[Stored records]

[Start of section]

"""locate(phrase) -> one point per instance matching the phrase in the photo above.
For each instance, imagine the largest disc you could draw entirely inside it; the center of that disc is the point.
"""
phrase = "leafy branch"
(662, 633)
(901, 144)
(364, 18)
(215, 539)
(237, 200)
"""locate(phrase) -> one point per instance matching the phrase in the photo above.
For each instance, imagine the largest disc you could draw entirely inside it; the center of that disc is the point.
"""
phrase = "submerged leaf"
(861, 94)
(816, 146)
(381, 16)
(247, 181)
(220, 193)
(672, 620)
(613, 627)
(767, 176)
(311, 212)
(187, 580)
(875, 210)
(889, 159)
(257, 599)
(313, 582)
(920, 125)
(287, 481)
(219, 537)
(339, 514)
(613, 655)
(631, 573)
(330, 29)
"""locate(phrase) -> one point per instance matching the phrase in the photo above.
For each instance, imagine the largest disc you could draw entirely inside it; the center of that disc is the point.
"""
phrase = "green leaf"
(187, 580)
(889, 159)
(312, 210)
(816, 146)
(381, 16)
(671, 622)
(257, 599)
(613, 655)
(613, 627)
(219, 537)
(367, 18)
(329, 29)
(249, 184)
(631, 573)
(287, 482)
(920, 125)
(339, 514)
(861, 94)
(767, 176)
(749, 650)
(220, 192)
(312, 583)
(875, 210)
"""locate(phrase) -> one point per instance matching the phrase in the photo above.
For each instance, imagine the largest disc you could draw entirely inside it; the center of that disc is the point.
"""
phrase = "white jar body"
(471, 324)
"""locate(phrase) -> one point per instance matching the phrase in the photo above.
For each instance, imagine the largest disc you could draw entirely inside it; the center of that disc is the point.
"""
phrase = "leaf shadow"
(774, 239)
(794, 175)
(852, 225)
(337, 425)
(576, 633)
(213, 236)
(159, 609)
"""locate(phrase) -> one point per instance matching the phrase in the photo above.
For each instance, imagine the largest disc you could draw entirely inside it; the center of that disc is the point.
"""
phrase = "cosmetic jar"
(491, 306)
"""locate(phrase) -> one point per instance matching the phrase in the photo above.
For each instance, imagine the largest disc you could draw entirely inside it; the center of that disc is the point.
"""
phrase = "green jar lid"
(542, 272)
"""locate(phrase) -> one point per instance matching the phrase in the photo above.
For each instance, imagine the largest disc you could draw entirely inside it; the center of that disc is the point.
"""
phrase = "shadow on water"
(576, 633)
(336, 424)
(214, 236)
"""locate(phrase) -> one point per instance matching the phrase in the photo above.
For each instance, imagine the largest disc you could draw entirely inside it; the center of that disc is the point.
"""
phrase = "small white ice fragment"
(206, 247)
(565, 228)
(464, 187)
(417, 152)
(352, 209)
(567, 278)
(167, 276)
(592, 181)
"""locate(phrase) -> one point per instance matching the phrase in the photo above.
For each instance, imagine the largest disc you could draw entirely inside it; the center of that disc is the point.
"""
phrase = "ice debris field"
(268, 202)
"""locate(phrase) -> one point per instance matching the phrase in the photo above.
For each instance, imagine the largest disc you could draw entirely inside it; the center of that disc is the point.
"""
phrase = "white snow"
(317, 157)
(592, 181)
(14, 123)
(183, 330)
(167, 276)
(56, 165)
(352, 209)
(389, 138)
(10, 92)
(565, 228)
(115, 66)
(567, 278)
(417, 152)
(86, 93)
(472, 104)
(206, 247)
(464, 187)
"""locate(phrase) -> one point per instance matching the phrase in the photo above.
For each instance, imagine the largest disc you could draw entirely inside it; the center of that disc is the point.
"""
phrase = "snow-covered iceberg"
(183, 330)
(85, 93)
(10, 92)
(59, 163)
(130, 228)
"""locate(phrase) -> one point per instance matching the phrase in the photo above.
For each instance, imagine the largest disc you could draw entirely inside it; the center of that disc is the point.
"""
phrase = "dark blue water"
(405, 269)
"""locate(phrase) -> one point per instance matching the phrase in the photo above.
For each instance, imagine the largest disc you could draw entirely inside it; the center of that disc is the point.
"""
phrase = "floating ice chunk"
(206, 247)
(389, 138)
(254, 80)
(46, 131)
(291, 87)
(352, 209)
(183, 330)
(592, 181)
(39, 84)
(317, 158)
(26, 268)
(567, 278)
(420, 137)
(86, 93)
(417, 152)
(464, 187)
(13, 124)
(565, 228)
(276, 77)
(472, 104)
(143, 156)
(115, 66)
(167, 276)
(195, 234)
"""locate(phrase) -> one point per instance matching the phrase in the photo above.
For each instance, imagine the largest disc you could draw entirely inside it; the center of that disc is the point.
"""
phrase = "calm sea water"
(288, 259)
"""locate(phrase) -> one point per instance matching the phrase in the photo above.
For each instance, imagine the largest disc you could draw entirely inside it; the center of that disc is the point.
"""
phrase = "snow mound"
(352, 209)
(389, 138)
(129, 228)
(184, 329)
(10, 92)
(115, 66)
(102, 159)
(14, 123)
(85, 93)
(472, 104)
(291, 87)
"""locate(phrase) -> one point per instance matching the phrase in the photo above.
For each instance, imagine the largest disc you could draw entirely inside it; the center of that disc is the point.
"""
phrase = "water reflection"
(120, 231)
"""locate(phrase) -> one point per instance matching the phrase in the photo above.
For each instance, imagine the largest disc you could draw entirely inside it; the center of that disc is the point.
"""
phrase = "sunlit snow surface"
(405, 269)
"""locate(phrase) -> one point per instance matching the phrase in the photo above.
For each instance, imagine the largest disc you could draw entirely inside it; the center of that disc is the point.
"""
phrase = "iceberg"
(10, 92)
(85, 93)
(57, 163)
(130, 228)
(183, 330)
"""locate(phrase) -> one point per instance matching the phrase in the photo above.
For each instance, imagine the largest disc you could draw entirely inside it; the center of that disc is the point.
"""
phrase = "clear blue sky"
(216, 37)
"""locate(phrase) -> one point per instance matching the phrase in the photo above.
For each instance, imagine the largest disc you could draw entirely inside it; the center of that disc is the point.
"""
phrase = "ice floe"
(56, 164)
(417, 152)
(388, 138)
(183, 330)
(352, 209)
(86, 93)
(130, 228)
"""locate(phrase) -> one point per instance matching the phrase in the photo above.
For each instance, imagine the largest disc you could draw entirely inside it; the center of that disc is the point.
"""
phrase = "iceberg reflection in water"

[End of section]

Every line of the data above belongs in the answer, unchanged.

"""locate(phrase) -> one point per instance matching the phrase in the photo above.
For each instance, imagine the largest disc you could draw entirely inside it; the center of that disc is the point.
"""
phrase = "leafy branch"
(662, 633)
(901, 144)
(364, 18)
(215, 539)
(237, 200)
"""locate(phrase) -> one point per instance matching the phrase in the photo above.
For each instance, imagine the largest disc you could draw entirely inside it; the center of that disc is the point.
"""
phrase = "submerged leaf"
(861, 94)
(816, 146)
(381, 16)
(247, 181)
(220, 193)
(672, 620)
(613, 627)
(767, 176)
(311, 212)
(187, 580)
(875, 210)
(889, 159)
(257, 599)
(313, 582)
(920, 125)
(287, 481)
(219, 537)
(339, 514)
(613, 655)
(631, 573)
(330, 29)
"""locate(phrase) -> one point per instance matching the phrase in the photo above.
For each instance, imagine the largest disc you could draw entirely inside it; the center of that disc is the point.
"""
phrase = "green leaf"
(187, 580)
(889, 159)
(312, 210)
(816, 146)
(381, 16)
(671, 622)
(257, 599)
(613, 655)
(613, 627)
(219, 537)
(367, 18)
(329, 29)
(249, 184)
(631, 573)
(287, 482)
(920, 125)
(339, 514)
(861, 94)
(767, 176)
(749, 650)
(220, 192)
(312, 583)
(875, 210)
"""locate(phrase) -> one point per instance matching the phrase in the photo above.
For each instance, imagine the largest disc you could draw entirely inside it; the center of that disc is the point.
"""
phrase = "white jar body"
(471, 324)
"""locate(phrase) -> one point per instance matching the phrase in the photo above.
For each instance, imagine the largest disc you could draw entirely inside it; the center of that disc is the point.
"""
phrase = "leaf shadow"
(774, 239)
(794, 175)
(852, 225)
(337, 425)
(576, 633)
(213, 236)
(159, 609)
"""locate(phrase) -> one point per instance matching the phrase in the photo above.
For each instance, imagine the largest disc you could draw entirely inside it; the center of that disc is the point.
"""
phrase = "cosmetic jar"
(491, 306)
"""locate(phrase) -> one point per instance matching the phrase in the photo above.
For each instance, imagine the largest disc you could draw entirely inside it; the center of that disc is the point.
"""
phrase = "green jar lid"
(542, 272)
"""locate(phrase) -> one point per instance matching the phrase in the photo above.
For each instance, imagine the largest disc you could draw entirely inside it; the center of that disc is the point.
"""
phrase = "shadow on water"
(576, 633)
(336, 424)
(214, 236)
"""locate(phrase) -> one point per instance matching the phrase in the photo above.
For each instance, imagine the largest disc you could draw entirely inside it; the center of that disc is the point.
"""
phrase = "small white ice fragment"
(206, 247)
(565, 228)
(464, 187)
(417, 152)
(352, 209)
(567, 278)
(167, 276)
(592, 181)
"""locate(phrase) -> one point per instance matching the phrase in the photo above.
For each instance, imagine the largest disc you could draw entirely inside it; the center of that disc is the point.
"""
phrase = "ice debris field"
(268, 202)
"""locate(phrase) -> one point per instance matching the phrase in the photo above.
For each instance, imagine the largest disc you could draw entirely inside it; the center of that disc is the point.
"""
phrase = "white snow"
(317, 157)
(592, 181)
(14, 123)
(183, 330)
(167, 276)
(56, 165)
(352, 209)
(389, 138)
(10, 92)
(565, 228)
(115, 66)
(567, 278)
(417, 152)
(86, 93)
(472, 104)
(206, 247)
(464, 187)
"""locate(phrase) -> one point per instance matching the phrase in the photo above.
For each instance, imagine the largest disc you could draw entirely inside it; the center of that disc is the point.
"""
phrase = "snow-covered iceberg"
(183, 330)
(85, 93)
(10, 92)
(59, 163)
(130, 228)
"""locate(phrase) -> one point per instance matching the phrase in the photo above.
For each instance, imagine the largest disc you could draw entirely inside it; the center of that disc is the point.
"""
phrase = "dark blue water"
(405, 269)
"""locate(phrase) -> one point per instance matching the phrase in the photo above.
For each instance, imagine the largest disc you could draw entirely inside it; the center of that disc is the point.
"""
phrase = "floating ice chunk"
(206, 247)
(389, 138)
(254, 80)
(46, 131)
(291, 87)
(352, 209)
(183, 330)
(592, 181)
(39, 84)
(317, 158)
(26, 268)
(567, 278)
(420, 137)
(86, 93)
(417, 152)
(464, 187)
(13, 124)
(565, 228)
(276, 77)
(472, 104)
(143, 156)
(115, 66)
(167, 276)
(195, 234)
"""locate(phrase) -> one point per instance matching the phrase in the photo above.
For each instance, imagine the largest disc you could draw entirely inside it; the center of that disc is the point.
"""
phrase = "calm sea water"
(288, 259)
"""locate(phrase) -> one point per instance matching the phrase in the photo above.
For each instance, imagine the largest disc you could draw entirely inside it; the center of that disc is the point.
"""
phrase = "snow mound"
(352, 209)
(389, 138)
(129, 228)
(184, 329)
(10, 92)
(115, 66)
(102, 159)
(14, 123)
(85, 93)
(472, 104)
(291, 87)
"""locate(phrase) -> one point per instance matching the phrase in the photo above.
For each instance, imagine the largest disc you could draw entirely inside it; the center of that disc is the point.
"""
phrase = "water reflection"
(120, 231)
"""locate(phrase) -> one point per instance matching the phrase in the photo above.
For each instance, imagine the largest disc you could draw entirely inside it; the center of that disc is the point.
"""
phrase = "sunlit snow surface"
(405, 269)
"""locate(phrase) -> one point per instance matching the phrase in the photo above.
For each instance, imagine the largest disc you could draw entirely inside it; the center of that disc is the point.
"""
phrase = "iceberg"
(10, 92)
(85, 93)
(57, 163)
(130, 228)
(183, 330)
"""locate(phrase) -> one point per instance matching the phrase in the photo above.
For each instance, imagine the largest disc you could draw entirely inside it; the center of that disc is the point.
"""
phrase = "clear blue sky"
(216, 37)
"""locate(phrase) -> one point per instance matching the phrase in the photo above.
For each instance, imagine the largest disc you could draw entirely inside it; the center of that disc is the point.
"""
phrase = "ice floe"
(56, 164)
(417, 152)
(388, 138)
(183, 330)
(352, 209)
(86, 93)
(130, 228)
"""locate(phrase) -> one point per instance matching the phrase in the photo above.
For each instance, imagine the largest disc you could draw entirely inside it; the center of that disc is the point.
"""
phrase = "iceberg reflection in water"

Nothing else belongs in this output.